## Aufgabe A
Zitieren Sie aus dem Text über die Festnahme von Dimitris Lignadis den Abschnitt, der mit den Worten „Vergangenes Wochenende nahm“ beginnt und nach den Worten „gefordert zu haben.“ endet.
## Aufgabe B
Prüfen Sie anhand des Textes über die Festnahme von Dimitris Lignadis, ob die folgenden Aussagen zutreffen. Antworten Sie jeweils mit Ja oder Nein und zitieren Sie die ausschlaggebenden Worte aus dem Text.
(i) Lignadis war bereits Anfang des Monats zurückgetreten.
(ii) Lignadis befindet sich seit Samstag in Untersuchungshaft.
(iii) Mendoni gibt inzwischen an, seinen Rücktritt verlangt zu haben.
## Aufgabe C
Führen Sie den Text über die Festnahme von Dimitris Lignadis im Anschluss an seinen letzten Satz weiter.

## Seitentext
──────

Vergangenes Wochenende nahm die griechische Polizei den künstlerischen Direktor Dimitris Lignadis fest, der nach Medienberichten über Vergewaltigungen von minderjährigen Jungen in den Jahren 2010 und 2015 schon Anfang des Monats zurückgetreten war. Lignadis sitzt seit Sonntag in Untersuchungshaft - und die Forderungen nach dem Rücktritt von Kultusministerin Lina Mendoni werden immer lauter. Die Kulturministerin hatte ihn erst gedeckt und verlangt nun eine kathartische Reinigung. Mendoni behauptet jetzt, seinen Rücktritt gefordert zu haben.

──────

## Bereitgestelltes Material
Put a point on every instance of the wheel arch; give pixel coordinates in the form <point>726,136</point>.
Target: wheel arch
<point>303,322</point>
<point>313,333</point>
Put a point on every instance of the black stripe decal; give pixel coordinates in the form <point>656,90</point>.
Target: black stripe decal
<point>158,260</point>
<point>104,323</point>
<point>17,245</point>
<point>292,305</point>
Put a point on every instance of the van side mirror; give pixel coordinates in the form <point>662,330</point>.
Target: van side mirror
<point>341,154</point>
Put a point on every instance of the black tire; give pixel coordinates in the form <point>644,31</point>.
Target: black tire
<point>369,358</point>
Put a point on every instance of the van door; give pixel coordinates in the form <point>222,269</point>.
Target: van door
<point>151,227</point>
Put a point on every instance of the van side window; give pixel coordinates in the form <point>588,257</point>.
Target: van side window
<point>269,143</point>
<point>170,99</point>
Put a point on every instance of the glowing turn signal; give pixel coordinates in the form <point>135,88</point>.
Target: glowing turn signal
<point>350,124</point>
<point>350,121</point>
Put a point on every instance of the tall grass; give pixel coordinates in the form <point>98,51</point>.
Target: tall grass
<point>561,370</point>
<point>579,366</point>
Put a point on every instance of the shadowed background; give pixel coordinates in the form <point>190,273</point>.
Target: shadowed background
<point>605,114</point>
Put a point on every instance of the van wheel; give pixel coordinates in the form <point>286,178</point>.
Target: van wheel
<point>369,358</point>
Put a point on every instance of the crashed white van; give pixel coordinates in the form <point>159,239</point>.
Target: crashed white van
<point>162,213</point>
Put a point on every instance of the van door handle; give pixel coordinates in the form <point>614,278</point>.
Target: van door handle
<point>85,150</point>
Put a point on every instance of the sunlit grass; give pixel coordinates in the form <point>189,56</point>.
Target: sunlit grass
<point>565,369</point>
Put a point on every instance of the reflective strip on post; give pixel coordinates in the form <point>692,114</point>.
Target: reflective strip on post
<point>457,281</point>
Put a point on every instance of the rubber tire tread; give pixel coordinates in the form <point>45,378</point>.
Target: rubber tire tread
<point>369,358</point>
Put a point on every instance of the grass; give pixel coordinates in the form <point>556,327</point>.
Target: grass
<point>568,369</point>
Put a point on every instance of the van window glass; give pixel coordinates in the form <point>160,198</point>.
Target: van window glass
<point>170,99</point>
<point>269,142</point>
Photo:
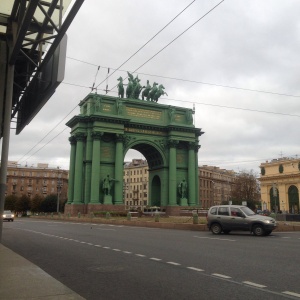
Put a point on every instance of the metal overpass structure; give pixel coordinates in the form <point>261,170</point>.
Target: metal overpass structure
<point>32,62</point>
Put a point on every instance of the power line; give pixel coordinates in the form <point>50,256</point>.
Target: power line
<point>148,41</point>
<point>190,81</point>
<point>179,35</point>
<point>175,38</point>
<point>232,107</point>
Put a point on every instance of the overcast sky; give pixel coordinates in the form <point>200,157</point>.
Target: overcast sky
<point>239,65</point>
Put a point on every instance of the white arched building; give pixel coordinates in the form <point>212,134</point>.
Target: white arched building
<point>280,184</point>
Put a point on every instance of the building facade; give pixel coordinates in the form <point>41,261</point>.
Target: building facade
<point>215,185</point>
<point>280,184</point>
<point>40,180</point>
<point>136,183</point>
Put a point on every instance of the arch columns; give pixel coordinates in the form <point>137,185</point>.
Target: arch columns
<point>71,170</point>
<point>191,175</point>
<point>95,176</point>
<point>78,188</point>
<point>119,169</point>
<point>172,173</point>
<point>88,166</point>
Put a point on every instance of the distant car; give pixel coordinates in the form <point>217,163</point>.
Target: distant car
<point>226,218</point>
<point>8,215</point>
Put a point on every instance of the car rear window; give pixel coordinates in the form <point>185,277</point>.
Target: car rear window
<point>223,211</point>
<point>213,211</point>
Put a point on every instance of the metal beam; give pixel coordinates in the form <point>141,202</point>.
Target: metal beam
<point>22,29</point>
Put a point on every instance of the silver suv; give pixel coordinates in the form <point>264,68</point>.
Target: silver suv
<point>226,218</point>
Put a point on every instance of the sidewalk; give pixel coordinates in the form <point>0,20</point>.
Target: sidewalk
<point>21,279</point>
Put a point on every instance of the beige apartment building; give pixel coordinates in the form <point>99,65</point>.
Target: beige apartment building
<point>40,180</point>
<point>280,184</point>
<point>135,185</point>
<point>215,185</point>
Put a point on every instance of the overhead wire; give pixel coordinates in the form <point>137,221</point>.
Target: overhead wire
<point>149,40</point>
<point>168,77</point>
<point>177,37</point>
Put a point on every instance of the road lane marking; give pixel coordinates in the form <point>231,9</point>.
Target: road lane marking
<point>195,269</point>
<point>173,263</point>
<point>221,275</point>
<point>291,294</point>
<point>254,284</point>
<point>220,239</point>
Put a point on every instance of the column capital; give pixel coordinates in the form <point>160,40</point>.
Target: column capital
<point>72,140</point>
<point>120,138</point>
<point>173,143</point>
<point>96,135</point>
<point>193,146</point>
<point>80,136</point>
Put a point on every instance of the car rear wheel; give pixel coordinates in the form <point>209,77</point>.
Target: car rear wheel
<point>258,230</point>
<point>216,228</point>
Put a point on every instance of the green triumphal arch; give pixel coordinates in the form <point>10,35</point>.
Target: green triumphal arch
<point>106,128</point>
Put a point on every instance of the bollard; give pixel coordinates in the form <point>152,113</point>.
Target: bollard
<point>195,218</point>
<point>156,216</point>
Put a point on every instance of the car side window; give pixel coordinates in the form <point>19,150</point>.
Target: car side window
<point>235,212</point>
<point>224,211</point>
<point>213,211</point>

──────

## Lösung A
Vergangenes Wochenende nahm die griechische Polizei den künstlerischen Direktor Dimitris Lignadis fest, der nach Medienberichten über Vergewaltigungen von minderjährigen Jungen in den Jahren 2010 und 2015 schon Anfang des Monats zurückgetreten war. Lignadis sitzt seit Sonntag in Untersuchungshaft - und die Forderungen nach dem Rücktritt von Kultusministerin Lina Mendoni werden immer lauter. Die Kulturministerin hatte ihn erst gedeckt und verlangt nun eine kathartische Reinigung. Mendoni behauptet jetzt, seinen Rücktritt gefordert zu haben.

## Lösung B
(i) Ja: „schon Anfang des Monats zurückgetreten war“
(ii) Nein: „Lignadis sitzt seit Sonntag in Untersuchungshaft“
(iii) Ja: „Mendoni behauptet jetzt, seinen Rücktritt gefordert zu haben.“

## Lösung C
Kultusministerin Mendoni hatte bei der Besetzung des Chefpostens des Nationaltheaters im Jahr 2019 auf die sonst übliche Ausschreibung verzichtet und Lignadis direkt ernannt. „Er hat uns und mich getäuscht“, sagte sie nun in Reaktion auf die Festnahme des Intendanten. Vor allem diese lapidare Äußerung sowie die Weigerung, Konsequenzen zu ziehen, sind es, die ihr übel genommen werden. Kulturschaffende und die Opposition fordern Mendonis Rücktritt. Ministerpräsident Kyriakos Mitsotakis müsse Mendonis Rücktritt veranlassen, er müsse Verantwortung übernehmen, forderte der Linken-Politiker und Oppositionschef Alexis Tsipras. Parlamentarier der amtierenden konservativen Nea Dimokratia sprachen sich zudem erstmals für den Rücktritt Mendonis aus. Die Stimmung ist inzwischen so aufgeheizt, dass von Vertuschungsversuchen und einer drohenden Regierungskrise gesprochen wird.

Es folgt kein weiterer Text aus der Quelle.